** Start GIVEN INFORMATION **

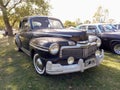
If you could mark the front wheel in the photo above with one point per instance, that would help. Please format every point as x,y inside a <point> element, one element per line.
<point>38,64</point>
<point>116,48</point>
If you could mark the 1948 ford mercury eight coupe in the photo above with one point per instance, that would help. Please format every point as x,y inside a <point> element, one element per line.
<point>54,49</point>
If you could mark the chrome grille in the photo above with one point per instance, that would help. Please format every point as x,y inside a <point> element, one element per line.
<point>79,52</point>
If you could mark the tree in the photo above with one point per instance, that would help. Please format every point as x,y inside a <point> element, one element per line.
<point>101,15</point>
<point>13,10</point>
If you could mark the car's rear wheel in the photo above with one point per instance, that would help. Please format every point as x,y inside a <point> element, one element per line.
<point>38,64</point>
<point>116,48</point>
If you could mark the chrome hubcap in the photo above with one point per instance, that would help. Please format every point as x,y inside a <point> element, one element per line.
<point>38,64</point>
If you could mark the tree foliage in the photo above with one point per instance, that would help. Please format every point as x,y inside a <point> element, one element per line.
<point>13,10</point>
<point>69,24</point>
<point>101,15</point>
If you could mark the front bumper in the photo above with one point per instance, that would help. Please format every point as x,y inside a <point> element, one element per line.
<point>54,69</point>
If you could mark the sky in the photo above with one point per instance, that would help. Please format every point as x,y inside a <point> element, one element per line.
<point>83,9</point>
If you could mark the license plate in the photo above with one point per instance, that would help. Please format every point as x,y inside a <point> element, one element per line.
<point>90,62</point>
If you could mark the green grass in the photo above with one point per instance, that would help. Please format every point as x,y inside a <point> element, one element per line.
<point>17,73</point>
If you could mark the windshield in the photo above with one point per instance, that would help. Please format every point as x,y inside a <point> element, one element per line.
<point>44,22</point>
<point>107,28</point>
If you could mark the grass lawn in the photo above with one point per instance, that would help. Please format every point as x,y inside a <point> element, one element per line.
<point>17,73</point>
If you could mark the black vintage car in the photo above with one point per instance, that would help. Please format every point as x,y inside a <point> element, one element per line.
<point>54,49</point>
<point>108,34</point>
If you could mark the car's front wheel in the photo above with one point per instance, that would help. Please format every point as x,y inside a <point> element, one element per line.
<point>17,42</point>
<point>116,48</point>
<point>38,64</point>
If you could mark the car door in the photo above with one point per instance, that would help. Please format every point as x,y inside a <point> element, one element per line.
<point>25,33</point>
<point>91,30</point>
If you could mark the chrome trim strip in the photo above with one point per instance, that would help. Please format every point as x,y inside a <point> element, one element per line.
<point>39,48</point>
<point>53,34</point>
<point>76,46</point>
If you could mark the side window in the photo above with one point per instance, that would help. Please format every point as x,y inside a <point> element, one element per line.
<point>24,25</point>
<point>91,29</point>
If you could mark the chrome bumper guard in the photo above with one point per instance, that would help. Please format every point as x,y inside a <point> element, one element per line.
<point>54,69</point>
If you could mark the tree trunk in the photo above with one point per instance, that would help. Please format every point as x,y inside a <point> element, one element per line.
<point>6,21</point>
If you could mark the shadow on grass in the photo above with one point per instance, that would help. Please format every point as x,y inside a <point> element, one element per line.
<point>17,73</point>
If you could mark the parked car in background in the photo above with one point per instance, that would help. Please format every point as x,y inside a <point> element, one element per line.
<point>117,25</point>
<point>106,32</point>
<point>54,49</point>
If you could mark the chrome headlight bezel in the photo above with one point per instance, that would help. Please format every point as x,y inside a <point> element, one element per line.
<point>54,48</point>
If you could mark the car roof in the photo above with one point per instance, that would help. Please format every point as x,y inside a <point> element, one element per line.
<point>29,17</point>
<point>93,24</point>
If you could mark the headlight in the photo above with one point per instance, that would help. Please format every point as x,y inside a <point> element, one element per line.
<point>54,48</point>
<point>98,41</point>
<point>97,53</point>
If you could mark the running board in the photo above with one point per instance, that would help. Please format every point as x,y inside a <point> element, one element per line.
<point>26,51</point>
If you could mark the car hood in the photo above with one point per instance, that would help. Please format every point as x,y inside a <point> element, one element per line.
<point>111,35</point>
<point>64,33</point>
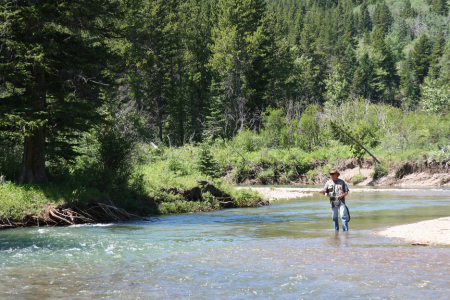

** End GIVEN INFORMATION **

Copy out every one of the records above word for word, leaving out the pictures.

If you could mark the front wheel in the photo above with one point per instance, that would help. Please format every point as x,y inside a <point> element, one element per line.
<point>38,64</point>
<point>116,48</point>
If you could mark the 1948 ford mercury eight coupe in the photo above with one point per instance, that would help. Please format every point as x,y inside a <point> element, one element per line.
<point>54,49</point>
If you could mark the chrome grille in the photo above with one point per instance, that would help. Please format every point as x,y inside a <point> element, one element per line.
<point>79,52</point>
If you could mark the tree in the photo above with one point per instance, that would help. Please format every point as x,y inside a <point> element, one element per line.
<point>101,15</point>
<point>13,10</point>
If you could mark the car's rear wheel in the photo above with one point per instance, that would help. Please format every point as x,y inside a <point> element, one element per line.
<point>38,64</point>
<point>116,48</point>
If you could mark the chrome hubcap in the photo above with one point per instance, that would help. Please format every point as x,y inside a <point> element, one element per line.
<point>38,64</point>
If you could mark the tree foliage in the photo above with one point per instance, that would help. Please format every point as x,y inside a <point> element, one element per line.
<point>13,10</point>
<point>69,24</point>
<point>101,15</point>
If you could mark the front bumper in the photo above with one point per instance, that would help. Please format every point as x,y inside a <point> element, one element per line.
<point>54,69</point>
If you could mark the sky in the photo above with one point per instance, that would help. Please format every point as x,y inside a <point> element, one element per line.
<point>83,9</point>
If you could mark the license plate in the photo above with one point per instance, that would help. Please format every point as x,y inside a <point> element, one element per line.
<point>90,62</point>
If you could mark the green grass in the photo above with one point per instance, that would help. Please format every point as x,y inside a <point> element, one element per line.
<point>17,73</point>
If you could mark the windshield in the photo above with one point per instance, that would help. Please format every point as x,y inside a <point> element, one element per line.
<point>44,22</point>
<point>107,28</point>
If you could mark the grass lawn in the photo above with one point per instance, that would help. Please format every point as x,y inside a <point> element, one element per line.
<point>17,73</point>
If you could mark the black vintage car in the photo above with one point per instance, that would help. Please format every point as x,y inside a <point> element, one element per line.
<point>54,49</point>
<point>108,34</point>
If you could mark the car's front wheel in the photo above with one point per instance, that would help. Please format every point as x,y inside a <point> element, one element per line.
<point>17,42</point>
<point>116,48</point>
<point>38,64</point>
If you could mark the car door in the photo above with one point per instance, that would help. Please format every point as x,y inside a <point> element, one element per line.
<point>25,33</point>
<point>91,30</point>
If you could mark the chrome trim strip in the photo above with one point per instance, that would help. Please format every point as x,y inside a <point> element, one element per line.
<point>39,48</point>
<point>53,34</point>
<point>76,46</point>
If you could mark the side window in the photo above with one point per instance, that would help. Please format every point as x,y inside a <point> element, one element per line.
<point>24,25</point>
<point>91,29</point>
If you could mark the chrome bumper guard in the photo above with one point per instance, that would help. Please format every point as x,y inside a <point> element, one element per line.
<point>54,69</point>
If you could mark the tree trunk in the photo above with one point per instance, that would help. Please format every point as x,y inside a <point> element, one element per line.
<point>6,21</point>
If you could mark the shadow on grass in the photo above with one point per instance, that would help. Please format every point as x,y inside a <point> element, one element per line.
<point>17,73</point>
If you could mark the parked car in background in the photo above with one point per instance, that would help. Please format every point as x,y inside a <point> element, one element per line.
<point>117,25</point>
<point>106,32</point>
<point>54,49</point>
If you could mark the chrome headlight bezel in the photo above with one point per instance, that would help. Please format every point as x,y inside a <point> element, one element per line.
<point>54,48</point>
If you could mark the car roof in the photo above with one point per instance, that would help. Please format every point as x,y inside a <point> element, one element per line.
<point>29,17</point>
<point>93,24</point>
If you could mark the headlight in the photo above with one point per instance, that would help. Please format every point as x,y inside a <point> element, one element per line.
<point>54,48</point>
<point>98,41</point>
<point>97,53</point>
If you could mark the running board in the photo above with one point per instance, that would help. Please format every point as x,y inside a <point> element, one element per line.
<point>26,51</point>
If you could mark the car hood in the photo above with one point per instance, that would help. Please format every point as x,y inside a <point> element, one element per line.
<point>111,35</point>
<point>64,33</point>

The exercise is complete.